Actions to take:
1. Could you return, copied word for word from the excerpt on security for costs, the part that opens with the words containing "20.In respect of" and closes with "the instant matter."?
2. Based on the excerpt on security for costs:
(a) What sum were the Applicants ordered to provide as security?
(b) What kind of account were the Applicants trying to open and operationalize?
(c) Who is said to have been reluctant or unwilling to avail the documents?
3. Can you continue the excerpt on security for costs, picking up right after its final paragraph?

## START Provided text

17.Secondly, Learned counsel for the Applicants has further submitted that pursuant to and upon the extension of the timeline within which to procure, obtain and/or raise the amount decreed on account for security for costs, the Applicants herein proceeded to and procured the money and thus same were ready to comply with and/or abide by the terms and tenor of the orders of the court.
18.Nevertheless, Learned counsel for the Applicants has submitted that upon obtaining the monies at the foot of the security for costs, same reached out to the Learned counsel for the Defendant with a view to opening and operationalizing the Escrow account within the extended timeline.
19.Be that as it may, Learned counsel for the Applicants has submitted that despite his endeavors to procure assorted documents from Learned Counsel for the Defendant towards operationalizing the Escrow account, the counsel for the Defendant is said to have been reluctant and or unwilling to avail assorted documents to facilitate the opening/operationalization of the Escrow account.
20.In respect of the contention that the Learned counsel for the Defendant was unwilling to avail the requisite documents, Learned counsel for the Applicants has endeavored to and outlined (sic) various efforts that are said to have been made by and on behalf of the Applicants to ensure the operationalization of the Escrow account.
21.Based on the foregoing, Learned counsel for the Applicants has thus contended that the Applicants duly complied with and/or adhered to the terms and tenor of the order of the court, which required same to provide security in the sum of Kes.20, 000, 000/= only, in respect of the instant matter.

## END Provided text
## START Information shown

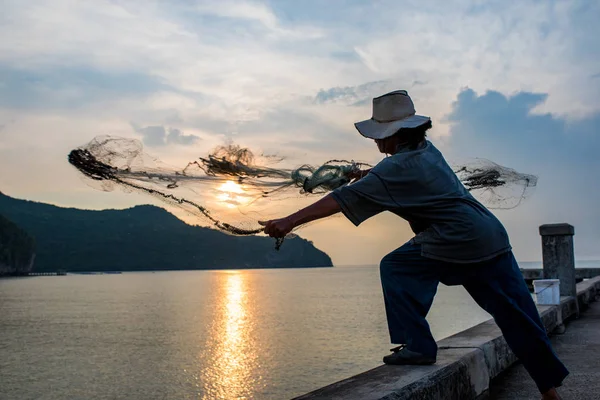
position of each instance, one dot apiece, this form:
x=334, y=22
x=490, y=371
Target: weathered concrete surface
x=558, y=256
x=578, y=348
x=580, y=273
x=466, y=362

## END Information shown

Answer set:
1.
20.In respect of the contention that the Learned counsel for the Defendant was unwilling to avail the requisite documents, Learned counsel for the Applicants has endeavored to and outlined (sic) various efforts that are said to have been made by and on behalf of the Applicants to ensure the operationalization of the Escrow account.
21.Based on the foregoing, Learned counsel for the Applicants has thus contended that the Applicants duly complied with and/or adhered to the terms and tenor of the order of the court, which required same to provide security in the sum of Kes.20, 000, 000/= only, in respect of the instant matter.

2.
(a) Kes.20, 000, 000/= only.
(b) An Escrow account.
(c) The counsel for the Defendant.

3.
22.Thirdly, Learned counsel for the Applicants has submitted that even though the Applicants procured, obtained and raised the sum of Kes.20, 000, 000/= only, prior to and before the expiry of the extended timelines, same were unable to operationalize the Escrow account because of various reasons, inter-alia, the unwillingness on the part of the Defendant to cooperate.
23.Consequently and in this regard, Learned counsel for the Applicants has thus submitted that the Applicants herein were prevented from complying with and/or adhering to the terms and tenor of the orders of the Honourable court, by sufficient cause, which warrants exercise of discretion of the court.
24.Lastly, Learned counsel for the Applicants has submitted that the Honorable court is seized of and vested with the requisite Jurisdiction to reinstate a suit (sic) which has since been dismissed for want of payment of the security for costs, within the set timeline.
25.Further and in any event, Learned counsel has submitted that the failure to provide security within the set timelines, ought not to be used as a basis to deny and/or deprive a Litigant of the Right of Access to Justice.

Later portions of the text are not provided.